Stated task
Reproduce exactly the line in which "If you could" occurs and all the lines after it, ending with the last line.

Entries taken from a collection
** START **

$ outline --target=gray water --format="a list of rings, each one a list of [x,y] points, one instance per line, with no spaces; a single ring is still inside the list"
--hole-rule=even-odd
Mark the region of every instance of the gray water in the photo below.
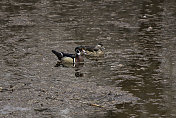
[[[0,6],[1,117],[176,117],[175,0],[2,0]],[[52,49],[74,53],[99,42],[104,57],[54,67]],[[115,108],[79,106],[67,99],[72,84],[81,100],[91,87],[127,96]]]

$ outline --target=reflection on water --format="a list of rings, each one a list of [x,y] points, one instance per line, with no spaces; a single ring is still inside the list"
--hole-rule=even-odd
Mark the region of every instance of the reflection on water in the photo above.
[[[57,86],[60,76],[68,82],[79,79],[139,98],[117,104],[116,111],[85,117],[176,117],[174,0],[2,0],[0,5],[0,87],[20,91],[30,105],[33,101],[21,90],[40,83],[43,88],[46,83]],[[73,52],[77,45],[99,42],[106,48],[104,57],[85,57],[81,66],[53,67],[52,49]]]

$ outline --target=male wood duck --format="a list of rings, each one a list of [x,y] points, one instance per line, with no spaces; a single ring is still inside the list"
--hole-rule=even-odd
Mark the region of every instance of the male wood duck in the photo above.
[[[104,55],[104,46],[101,43],[98,43],[96,46],[80,46],[82,53],[86,56],[103,56]]]
[[[75,54],[69,54],[64,52],[57,52],[52,50],[52,52],[57,56],[59,61],[63,64],[75,64],[77,62],[83,62],[84,59],[81,56],[82,49],[80,47],[75,48]]]

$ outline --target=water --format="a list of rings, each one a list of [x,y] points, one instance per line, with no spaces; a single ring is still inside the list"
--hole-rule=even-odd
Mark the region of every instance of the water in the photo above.
[[[2,0],[0,5],[0,109],[31,108],[2,116],[176,117],[174,0]],[[77,45],[99,42],[106,48],[103,58],[86,58],[79,68],[54,67],[52,49],[74,53]],[[76,91],[83,83],[133,98],[115,110],[83,105],[88,108],[71,115],[77,106],[69,106],[62,89],[74,82]]]

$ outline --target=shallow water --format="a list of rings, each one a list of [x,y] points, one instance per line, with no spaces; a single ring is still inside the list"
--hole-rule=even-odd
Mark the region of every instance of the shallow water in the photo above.
[[[2,116],[74,117],[74,105],[60,109],[42,100],[57,94],[59,83],[93,82],[137,102],[75,117],[176,117],[175,0],[2,0],[0,6],[0,111],[11,106]],[[78,45],[99,42],[104,57],[85,58],[78,68],[54,67],[52,49],[74,53]]]

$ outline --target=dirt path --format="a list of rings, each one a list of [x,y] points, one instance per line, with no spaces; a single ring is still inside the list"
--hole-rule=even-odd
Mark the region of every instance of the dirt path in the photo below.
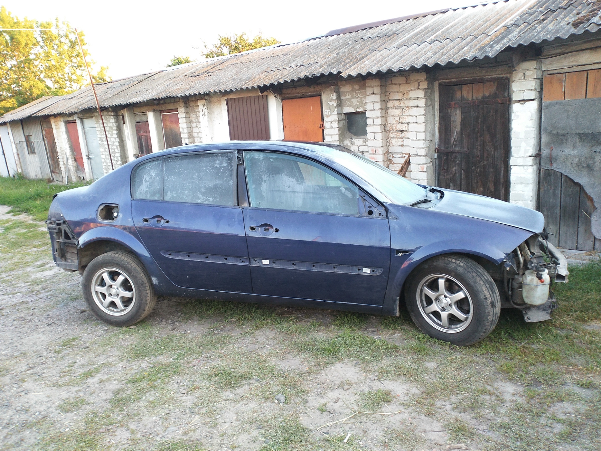
[[[457,348],[405,314],[160,299],[118,329],[43,226],[0,210],[1,450],[601,447],[597,323],[504,311]]]

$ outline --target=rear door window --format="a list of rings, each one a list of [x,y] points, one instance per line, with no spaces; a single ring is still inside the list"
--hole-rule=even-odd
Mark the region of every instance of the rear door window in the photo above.
[[[247,152],[251,206],[341,215],[359,214],[359,189],[328,168],[284,153]]]
[[[233,152],[165,157],[144,163],[133,174],[134,198],[236,204]]]

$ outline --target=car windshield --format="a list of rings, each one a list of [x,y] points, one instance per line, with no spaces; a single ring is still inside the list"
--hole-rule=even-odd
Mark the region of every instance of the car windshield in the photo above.
[[[322,153],[352,171],[394,203],[409,205],[426,197],[427,191],[423,188],[369,158],[342,146],[324,147]]]

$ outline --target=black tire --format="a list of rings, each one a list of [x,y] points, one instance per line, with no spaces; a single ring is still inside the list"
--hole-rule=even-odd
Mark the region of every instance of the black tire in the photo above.
[[[112,326],[135,324],[152,311],[156,302],[142,263],[123,251],[108,252],[93,260],[84,271],[82,289],[90,310]]]
[[[473,260],[454,254],[435,257],[410,277],[405,284],[405,302],[424,333],[469,346],[484,339],[496,325],[499,292],[490,275]]]

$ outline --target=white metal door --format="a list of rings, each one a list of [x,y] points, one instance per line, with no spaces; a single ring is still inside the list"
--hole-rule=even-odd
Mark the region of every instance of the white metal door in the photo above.
[[[0,170],[3,177],[11,177],[17,173],[17,163],[14,161],[14,153],[8,136],[8,127],[6,124],[0,125],[0,144],[2,144],[2,154]]]

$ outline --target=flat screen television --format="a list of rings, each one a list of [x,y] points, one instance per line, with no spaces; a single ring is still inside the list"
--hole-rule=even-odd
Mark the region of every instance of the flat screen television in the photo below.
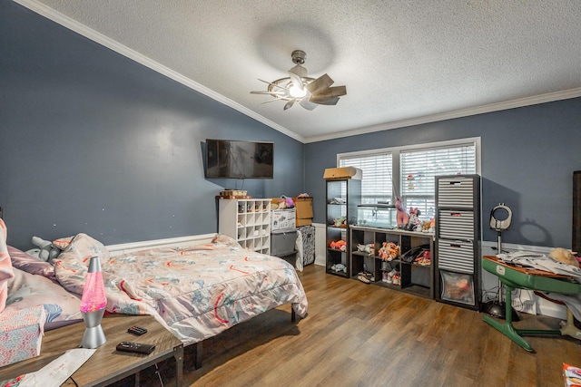
[[[274,142],[206,140],[207,179],[272,179]]]

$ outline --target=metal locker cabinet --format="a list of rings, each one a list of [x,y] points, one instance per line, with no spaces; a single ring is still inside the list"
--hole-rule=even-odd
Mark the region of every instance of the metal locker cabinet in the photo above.
[[[437,301],[479,309],[480,223],[480,176],[437,176]]]

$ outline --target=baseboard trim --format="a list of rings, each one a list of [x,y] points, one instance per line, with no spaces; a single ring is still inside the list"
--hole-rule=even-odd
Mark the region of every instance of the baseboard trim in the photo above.
[[[140,242],[129,242],[121,243],[117,245],[106,246],[107,250],[112,256],[119,256],[125,253],[131,253],[132,251],[137,251],[143,248],[156,248],[156,247],[180,247],[193,244],[204,244],[209,243],[214,237],[216,234],[202,234],[192,235],[187,237],[170,237],[165,239],[153,239],[144,240]]]

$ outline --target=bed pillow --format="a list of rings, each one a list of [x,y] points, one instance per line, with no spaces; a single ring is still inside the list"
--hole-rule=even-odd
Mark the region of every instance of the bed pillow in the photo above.
[[[49,262],[44,262],[12,246],[8,246],[8,254],[14,267],[30,274],[54,279],[54,267]]]
[[[10,256],[8,255],[8,247],[6,246],[6,237],[8,231],[4,220],[0,219],[0,312],[6,306],[6,298],[8,297],[8,281],[15,276],[15,271],[12,268]]]
[[[50,279],[25,271],[14,269],[15,277],[8,282],[6,309],[26,309],[43,305],[45,325],[64,324],[81,320],[81,300]]]
[[[89,237],[86,234],[77,234],[73,240],[69,243],[69,246],[63,250],[61,255],[74,254],[79,258],[88,258],[91,256],[99,256],[101,258],[101,265],[103,266],[111,257],[109,250],[104,245],[96,239]],[[59,259],[61,256],[57,256],[54,260]],[[88,263],[87,263],[88,265]]]
[[[53,245],[60,248],[61,250],[66,249],[71,245],[71,242],[74,239],[74,237],[59,237],[53,241]]]

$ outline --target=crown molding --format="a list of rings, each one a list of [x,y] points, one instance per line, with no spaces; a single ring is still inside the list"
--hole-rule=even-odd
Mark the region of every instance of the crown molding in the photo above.
[[[259,122],[267,125],[275,131],[281,132],[282,134],[289,136],[300,142],[302,143],[310,143],[310,142],[319,142],[329,140],[335,140],[344,137],[356,136],[359,134],[367,134],[375,131],[389,131],[391,129],[398,128],[405,128],[415,125],[421,125],[424,123],[429,122],[437,122],[440,121],[452,120],[456,118],[468,117],[477,114],[488,113],[493,111],[499,111],[508,109],[520,108],[525,106],[531,106],[539,103],[552,102],[555,101],[567,100],[571,98],[577,98],[581,96],[581,87],[576,89],[569,89],[560,92],[549,92],[546,94],[536,95],[532,97],[520,98],[517,100],[506,101],[502,102],[490,103],[487,105],[477,106],[473,108],[467,109],[459,109],[456,111],[445,111],[442,113],[430,114],[422,117],[412,118],[409,120],[400,120],[392,122],[386,122],[379,125],[367,126],[363,128],[355,129],[352,131],[346,131],[340,132],[335,132],[332,134],[322,135],[322,136],[313,136],[309,138],[303,138],[299,134],[288,130],[287,128],[256,113],[255,111],[246,108],[245,106],[241,105],[233,102],[232,100],[224,97],[222,94],[219,94],[213,92],[211,89],[187,78],[181,73],[143,55],[142,53],[137,53],[131,48],[121,44],[119,42],[116,42],[103,34],[100,34],[92,28],[87,27],[86,25],[71,19],[70,17],[50,8],[49,6],[39,3],[36,0],[13,0],[15,3],[17,3],[31,11],[46,17],[49,20],[52,20],[54,23],[57,23],[63,25],[65,28],[68,28],[87,39],[90,39],[101,45],[103,45],[129,59],[132,59],[134,62],[137,62],[140,64],[143,64],[162,75],[167,76],[168,78],[183,84],[190,89],[192,89],[209,98],[212,98],[214,101],[217,101],[235,111],[241,112],[242,114],[256,120]]]
[[[555,101],[568,100],[577,97],[581,97],[581,87],[555,92],[547,92],[546,94],[535,95],[532,97],[505,101],[502,102],[489,103],[487,105],[476,106],[474,108],[459,109],[457,111],[445,111],[438,114],[430,114],[423,117],[412,118],[409,120],[401,120],[393,122],[386,122],[379,125],[367,126],[365,128],[341,131],[326,136],[309,137],[305,139],[305,143],[324,141],[343,137],[356,136],[359,134],[372,133],[375,131],[421,125],[424,123],[437,122],[440,121],[452,120],[455,118],[468,117],[493,111],[506,111],[508,109],[522,108],[525,106],[552,102]]]
[[[107,47],[117,53],[120,53],[134,62],[137,62],[140,64],[143,64],[145,67],[148,67],[154,72],[157,72],[166,77],[178,82],[184,86],[189,87],[190,89],[195,90],[196,92],[212,98],[214,101],[217,101],[230,108],[234,109],[241,112],[242,114],[251,117],[259,122],[261,122],[275,131],[281,132],[298,141],[304,143],[304,139],[298,135],[297,133],[289,131],[283,126],[279,125],[278,123],[256,113],[255,111],[246,108],[245,106],[241,105],[231,100],[230,98],[226,98],[222,94],[215,92],[214,91],[208,89],[207,87],[200,84],[190,78],[183,76],[182,74],[161,64],[147,56],[132,50],[131,48],[120,44],[119,42],[109,38],[108,36],[103,35],[101,33],[94,31],[92,28],[87,27],[86,25],[71,19],[70,17],[54,10],[53,8],[39,3],[36,0],[13,0],[15,3],[17,3],[29,10],[40,15],[41,16],[46,17],[49,20],[52,20],[54,23],[57,23],[63,25],[65,28],[68,28],[71,31],[74,31],[87,39],[90,39],[104,47]]]

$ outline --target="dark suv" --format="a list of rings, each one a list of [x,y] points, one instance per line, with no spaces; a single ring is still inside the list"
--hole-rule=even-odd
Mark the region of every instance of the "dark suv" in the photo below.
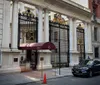
[[[100,61],[99,60],[83,60],[78,65],[73,66],[72,74],[74,76],[88,76],[92,77],[93,74],[100,72]]]

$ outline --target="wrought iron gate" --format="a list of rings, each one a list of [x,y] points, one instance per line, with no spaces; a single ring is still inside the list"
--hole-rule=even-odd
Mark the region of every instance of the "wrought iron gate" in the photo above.
[[[85,59],[85,38],[82,27],[77,27],[77,50],[80,52],[79,60]]]
[[[49,39],[56,46],[52,52],[51,63],[53,67],[69,66],[69,26],[56,22],[49,22]]]
[[[19,13],[18,17],[18,49],[20,49],[20,44],[38,42],[38,19],[30,10]],[[33,67],[36,67],[38,53],[34,51],[35,58],[32,60],[32,52],[32,50],[26,50],[26,60],[32,65],[35,63]]]
[[[37,42],[38,40],[38,19],[27,10],[19,13],[18,19],[18,48],[21,43]]]

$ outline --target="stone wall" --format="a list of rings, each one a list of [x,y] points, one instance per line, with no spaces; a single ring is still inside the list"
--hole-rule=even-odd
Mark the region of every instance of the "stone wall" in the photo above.
[[[0,0],[0,47],[2,45],[2,33],[3,33],[3,7],[4,1]]]

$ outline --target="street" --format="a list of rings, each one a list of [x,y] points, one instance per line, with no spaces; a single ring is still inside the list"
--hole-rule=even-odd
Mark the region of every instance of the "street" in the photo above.
[[[68,76],[47,80],[47,85],[99,85],[99,83],[100,75],[93,76],[92,78]],[[19,85],[41,85],[41,83],[38,82]]]

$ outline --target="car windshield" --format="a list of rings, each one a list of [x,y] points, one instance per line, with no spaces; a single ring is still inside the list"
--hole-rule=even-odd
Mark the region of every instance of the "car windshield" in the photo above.
[[[92,60],[83,60],[82,62],[79,63],[79,65],[82,65],[82,66],[90,66],[92,64],[93,64]]]

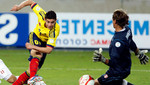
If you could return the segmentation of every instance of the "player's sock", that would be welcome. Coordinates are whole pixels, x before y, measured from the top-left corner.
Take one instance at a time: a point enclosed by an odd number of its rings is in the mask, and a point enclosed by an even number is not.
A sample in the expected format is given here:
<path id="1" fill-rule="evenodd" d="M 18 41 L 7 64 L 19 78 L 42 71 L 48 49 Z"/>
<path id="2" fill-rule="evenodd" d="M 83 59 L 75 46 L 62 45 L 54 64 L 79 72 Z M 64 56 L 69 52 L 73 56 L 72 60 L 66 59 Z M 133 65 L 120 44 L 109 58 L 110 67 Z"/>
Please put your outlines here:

** END **

Full answer
If you could return the segmentation of every instance of the "player's sock", that would be welcome. Coordinates are whole pixels, x before y, measured from the top-left corner.
Take one instance at a time: a point enclosed by an odd number of its rings is in the mask, and a point enclosed by an even number is not.
A sample in the expected format is given here:
<path id="1" fill-rule="evenodd" d="M 18 41 L 7 64 L 19 78 L 42 71 L 48 49 Z"/>
<path id="2" fill-rule="evenodd" d="M 83 59 L 75 46 L 62 45 L 54 64 L 79 72 Z M 64 56 L 69 52 L 73 56 L 72 60 L 66 59 Z M 133 65 L 120 44 L 109 58 L 110 67 Z"/>
Please put your outlines here:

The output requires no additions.